# Exercise objective
Switch "largest circle" to "biggest circle" wherever it occurs in the records below, and give all the lines again with everything else unchanged.

# Listed records
____
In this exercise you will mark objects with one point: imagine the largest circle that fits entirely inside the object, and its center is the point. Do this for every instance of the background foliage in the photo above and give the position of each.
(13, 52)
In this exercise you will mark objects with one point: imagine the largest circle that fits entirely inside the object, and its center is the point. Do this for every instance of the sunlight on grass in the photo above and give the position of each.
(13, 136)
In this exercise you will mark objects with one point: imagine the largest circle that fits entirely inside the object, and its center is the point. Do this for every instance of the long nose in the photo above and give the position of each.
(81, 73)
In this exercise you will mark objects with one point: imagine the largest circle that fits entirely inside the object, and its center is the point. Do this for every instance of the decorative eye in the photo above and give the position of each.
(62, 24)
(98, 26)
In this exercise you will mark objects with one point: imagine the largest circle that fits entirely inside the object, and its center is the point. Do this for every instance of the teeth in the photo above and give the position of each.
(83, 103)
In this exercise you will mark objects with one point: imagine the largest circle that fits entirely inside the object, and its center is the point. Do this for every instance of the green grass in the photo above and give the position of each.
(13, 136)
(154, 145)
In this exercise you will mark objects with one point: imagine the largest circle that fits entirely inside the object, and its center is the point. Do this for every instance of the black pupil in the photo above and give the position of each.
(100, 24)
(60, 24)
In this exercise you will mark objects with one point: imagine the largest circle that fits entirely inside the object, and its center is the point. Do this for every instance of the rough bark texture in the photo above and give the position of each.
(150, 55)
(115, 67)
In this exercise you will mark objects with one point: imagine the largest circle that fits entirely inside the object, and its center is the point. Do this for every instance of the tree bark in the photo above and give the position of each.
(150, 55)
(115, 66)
____
# Answer for this exercise
In this exercise you will mark objects with one point: imagine the biggest circle that fits entirely inside the object, and its center is the point. Do this for every instance of the background foliage in the photo above and give the position of each.
(13, 52)
In this exercise you will mark objects with one point: imagine the biggest circle that fits entirely inside the object, and its center is the point. Do this for every instance of the sunlight on grass in the photo above and give the position of each.
(13, 136)
In this exercise you will mark objects with one point: imagine the biggest circle that fits entirely inside the object, and its center is the point. Do this for every instance of the long nose in the photo above and give the position of each.
(81, 73)
In this exercise you will mark objects with one point: imagine the biggest circle that fits entirely inside the object, and its center is the point. Do this for every instance of the decorative eye in the photo above and give the position of each.
(62, 24)
(98, 26)
In this exercise you will mark objects with one point: imagine the biggest circle that fits entirely inside the object, and its center is the point. Do this for every instance of the teeth in the photo above and give the position of each.
(83, 103)
In this exercise you will mark objects with one point: imagine the biggest circle that fits entirely inside the object, and its center is the point. Do this for every instance of the green grass in the photo above and give the position of each.
(13, 136)
(154, 145)
In this exercise you will mark objects with one point: imagine the biggest circle that fits entirely inside the object, and its center is the point. Do this for every instance of the black pupil in the photo above and give the position of each.
(100, 24)
(60, 24)
In this exercise you will mark objects with one point: imagine the biggest circle that fits entirely inside the object, and its center is the point. Do this for every instance of the rough bark texture in the photo above and give the position of each.
(150, 55)
(115, 67)
In this exercise you will mark objects with one point: imagine the biggest circle that fits entirely inside the object, and its center is the point. Do this for every instance of the tree bark in the photo above and give the position of each.
(150, 55)
(115, 66)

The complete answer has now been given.